§ OBJECTIVE: Without the pictures, can you quote each line below exactly?

begin

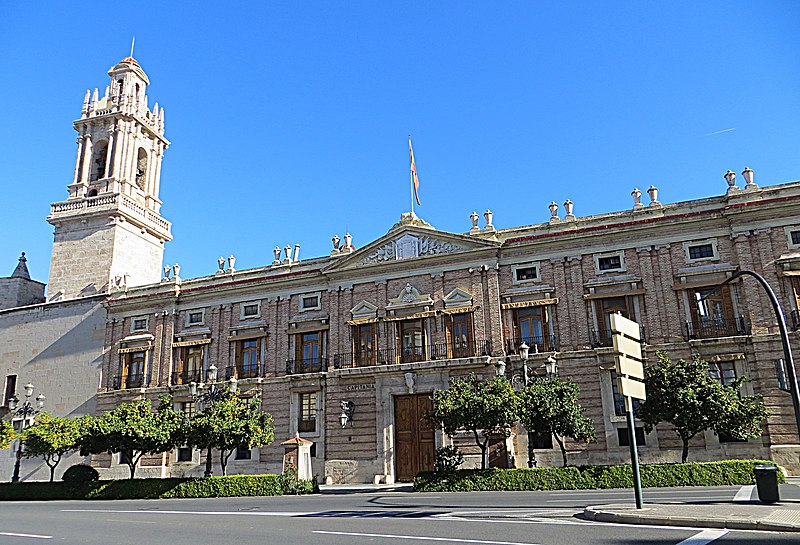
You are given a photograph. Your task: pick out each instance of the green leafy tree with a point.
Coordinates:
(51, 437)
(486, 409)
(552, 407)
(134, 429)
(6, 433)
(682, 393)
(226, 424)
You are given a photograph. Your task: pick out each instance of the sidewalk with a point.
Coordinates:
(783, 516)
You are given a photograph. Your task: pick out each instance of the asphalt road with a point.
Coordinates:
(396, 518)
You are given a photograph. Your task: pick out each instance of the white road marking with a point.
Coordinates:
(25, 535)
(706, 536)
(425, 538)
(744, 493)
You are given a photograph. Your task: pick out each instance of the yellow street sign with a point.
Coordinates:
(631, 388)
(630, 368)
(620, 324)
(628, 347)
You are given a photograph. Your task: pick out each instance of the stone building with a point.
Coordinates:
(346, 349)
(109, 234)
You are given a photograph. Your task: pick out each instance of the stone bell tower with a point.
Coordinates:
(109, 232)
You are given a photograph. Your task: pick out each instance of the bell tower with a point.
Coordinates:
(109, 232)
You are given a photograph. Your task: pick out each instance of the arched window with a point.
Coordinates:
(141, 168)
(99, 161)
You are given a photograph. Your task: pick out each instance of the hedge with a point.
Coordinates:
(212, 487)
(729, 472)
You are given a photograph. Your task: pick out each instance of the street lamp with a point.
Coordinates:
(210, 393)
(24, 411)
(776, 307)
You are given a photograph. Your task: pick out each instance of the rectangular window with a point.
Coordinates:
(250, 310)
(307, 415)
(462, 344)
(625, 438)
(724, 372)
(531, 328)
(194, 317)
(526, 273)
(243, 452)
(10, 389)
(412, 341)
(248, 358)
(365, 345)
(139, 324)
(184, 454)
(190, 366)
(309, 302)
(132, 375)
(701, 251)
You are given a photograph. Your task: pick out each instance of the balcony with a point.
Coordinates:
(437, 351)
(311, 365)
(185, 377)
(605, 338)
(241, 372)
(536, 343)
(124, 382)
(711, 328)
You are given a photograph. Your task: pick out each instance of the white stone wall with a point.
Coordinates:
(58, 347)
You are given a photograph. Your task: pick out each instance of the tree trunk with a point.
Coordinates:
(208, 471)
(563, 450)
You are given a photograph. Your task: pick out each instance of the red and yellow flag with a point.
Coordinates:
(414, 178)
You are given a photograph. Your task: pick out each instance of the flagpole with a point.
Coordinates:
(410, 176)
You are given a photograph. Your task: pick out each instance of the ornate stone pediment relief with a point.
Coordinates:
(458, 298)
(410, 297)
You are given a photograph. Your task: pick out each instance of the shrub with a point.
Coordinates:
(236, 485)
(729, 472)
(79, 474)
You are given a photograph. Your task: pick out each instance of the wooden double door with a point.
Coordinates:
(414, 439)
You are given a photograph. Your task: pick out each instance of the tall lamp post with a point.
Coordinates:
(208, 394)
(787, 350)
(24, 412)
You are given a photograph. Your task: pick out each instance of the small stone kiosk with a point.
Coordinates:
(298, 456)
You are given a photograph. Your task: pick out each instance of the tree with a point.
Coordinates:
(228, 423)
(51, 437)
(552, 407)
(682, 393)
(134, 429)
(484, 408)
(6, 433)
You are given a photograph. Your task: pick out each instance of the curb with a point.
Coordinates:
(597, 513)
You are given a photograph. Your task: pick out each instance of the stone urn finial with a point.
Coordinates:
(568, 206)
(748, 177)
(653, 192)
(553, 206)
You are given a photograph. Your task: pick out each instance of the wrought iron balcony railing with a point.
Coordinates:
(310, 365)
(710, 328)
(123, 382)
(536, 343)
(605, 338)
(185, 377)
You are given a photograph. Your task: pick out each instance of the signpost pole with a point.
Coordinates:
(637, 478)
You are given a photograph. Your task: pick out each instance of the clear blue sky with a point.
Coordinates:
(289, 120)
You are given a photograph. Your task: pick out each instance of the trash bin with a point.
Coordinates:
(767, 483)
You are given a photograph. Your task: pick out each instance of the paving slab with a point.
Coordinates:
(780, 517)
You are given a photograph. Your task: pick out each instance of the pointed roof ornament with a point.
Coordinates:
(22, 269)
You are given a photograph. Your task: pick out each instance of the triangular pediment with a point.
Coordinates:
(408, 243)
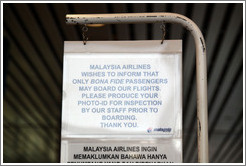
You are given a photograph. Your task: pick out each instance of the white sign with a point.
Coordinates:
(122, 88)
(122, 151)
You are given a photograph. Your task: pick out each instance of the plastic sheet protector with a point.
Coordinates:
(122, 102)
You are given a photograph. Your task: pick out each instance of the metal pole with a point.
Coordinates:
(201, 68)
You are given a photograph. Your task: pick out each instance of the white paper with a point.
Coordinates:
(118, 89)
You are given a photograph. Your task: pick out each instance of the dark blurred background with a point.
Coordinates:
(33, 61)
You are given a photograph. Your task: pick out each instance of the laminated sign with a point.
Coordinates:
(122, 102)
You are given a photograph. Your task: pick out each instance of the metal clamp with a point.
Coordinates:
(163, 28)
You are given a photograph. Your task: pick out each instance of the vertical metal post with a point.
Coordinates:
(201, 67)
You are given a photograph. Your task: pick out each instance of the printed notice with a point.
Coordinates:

end

§ IN RESPONSE:
You are given a photograph. Your task: pick out each instance of the green leafy tree with a point.
Coordinates:
(51, 437)
(486, 409)
(552, 407)
(134, 429)
(6, 433)
(682, 393)
(226, 424)
You are given a photograph. Your task: pick out each instance of the sidewalk with a point.
Coordinates:
(783, 516)
You are given a photograph. Your task: pick out each instance of the asphalt road with a point.
Coordinates:
(396, 518)
You are given a photograph. Your task: pick out each instance of the white road marking with a point.
Coordinates:
(25, 535)
(706, 536)
(425, 538)
(744, 493)
You are given a photograph. Your task: pick out each instance of the yellow street sign with a point.
Coordinates:
(631, 388)
(630, 368)
(620, 324)
(628, 347)
You are given a photograph. Your task: pick out each instance of the stone building with a point.
Coordinates:
(346, 349)
(109, 234)
You are given a photograph. Your task: pick out each instance of the stone bell tower with a point.
Coordinates:
(109, 232)
You are given a photograph. Your task: pick out each instance of the bell tower with a point.
Coordinates:
(109, 232)
You are given a photograph. Your task: pick out each instance of the arched window with a point.
Coordinates:
(141, 168)
(99, 161)
You are given a photograph. Your task: pick out each instance of the hedge with a point.
Coordinates:
(212, 487)
(729, 472)
You are given a photograph. Your task: pick out each instance of the street lamp with a point.
Coordinates:
(210, 393)
(24, 411)
(776, 307)
You are given a photograph. Your task: pick out each instance of the rectangular window with a point.
Coordinates:
(250, 310)
(307, 415)
(462, 344)
(625, 438)
(724, 372)
(531, 328)
(194, 317)
(526, 273)
(243, 452)
(10, 389)
(412, 341)
(248, 358)
(365, 345)
(139, 324)
(184, 454)
(190, 366)
(309, 302)
(132, 375)
(701, 251)
You are given a photograph. Your task: pick out each instance of the balcony with a point.
Coordinates:
(437, 351)
(311, 365)
(185, 377)
(605, 338)
(241, 372)
(536, 343)
(124, 382)
(711, 328)
You are given a photograph. Your task: pick out each instance of the white stone wall with a point.
Coordinates:
(58, 347)
You are given a photograph. Your task: pick out each instance of the tree trunk with a point.
Coordinates:
(208, 471)
(563, 450)
You are given a photograph. Your task: pick out each instance of the red and yellow flag with a point.
Coordinates:
(414, 178)
You are given a photograph. Your task: pick out each instance of the flagpole with a point.
Coordinates:
(410, 176)
You are given a photograph. Your task: pick out each instance of the ornate stone pediment relief with a point.
Coordinates:
(458, 298)
(410, 297)
You are given a photograph. Your task: pick out each instance of the shrub with a point.
Coordinates:
(236, 485)
(729, 472)
(79, 474)
You are given a photograph. Your task: pick out each instance of the wooden double door with a point.
Coordinates:
(414, 439)
You are given a photograph. Your task: pick out each instance of the tall lamp post with a point.
Coordinates:
(208, 394)
(787, 350)
(24, 412)
You are given a photograph. Your task: pick out each instance of the small stone kiosk with a point.
Coordinates:
(298, 456)
You are given a photograph. Your task: pick out each instance of the tree with a point.
Coordinates:
(228, 423)
(51, 437)
(552, 407)
(682, 393)
(134, 429)
(484, 408)
(6, 433)
You are given a photograph. Your task: pick out each instance of the curb with a point.
Coordinates:
(597, 513)
You are given a photograph. Your task: pick out each instance of the stone urn finial with a point.
Coordinates:
(568, 206)
(748, 177)
(653, 192)
(553, 206)
You are given a photograph. Your task: pick out each instance of the wrought iron balcony railing with a point.
Coordinates:
(310, 365)
(710, 328)
(123, 382)
(536, 343)
(605, 338)
(185, 377)
You are given a photograph. Your task: pick out each instance of the signpost pole with a point.
Coordinates:
(637, 478)
You are given a photograph. Your task: pick out each instance of the clear blue sky with a point.
Coordinates:
(289, 120)
You are given a photograph. Your task: pick out each instance of the trash bin with a point.
Coordinates:
(767, 483)
You are given a photograph. Your task: pick out each instance of the paving slab with a point.
Coordinates:
(780, 517)
You are given a photograph. Your task: pick out each instance of the pointed roof ornament with a point.
Coordinates:
(22, 269)
You are given a photograph. Your task: pick out each instance of the triangular pediment with a point.
Coordinates:
(408, 243)
You are given a photograph. Your task: pick out each instance of the white sign with a point.
Coordinates:
(122, 88)
(122, 151)
You are given a photograph. Your task: pick out each instance of the plastic sheet protector with a point.
Coordinates:
(122, 102)
You are given a photograph. Your task: pick out each instance of the metal pole with a point.
Coordinates:
(201, 68)
You are given a photograph. Your task: pick out each instance of the white paper with a point.
Coordinates:
(118, 89)
You are given a photograph. Your task: pick out each instance of the dark blurred background with a point.
Coordinates:
(33, 61)
You are given a photograph. Your task: pick out each instance of the laminated sign with a point.
Coordinates:
(122, 102)
You are given a photograph. Your task: pick out each instance of the metal clamp with a point.
Coordinates:
(163, 28)
You are given a photograph. Your task: pick out each instance of the vertical metal post with a point.
Coordinates:
(201, 67)
You are given a photograph. Your task: pick out each instance of the printed notice with a point.
Coordinates:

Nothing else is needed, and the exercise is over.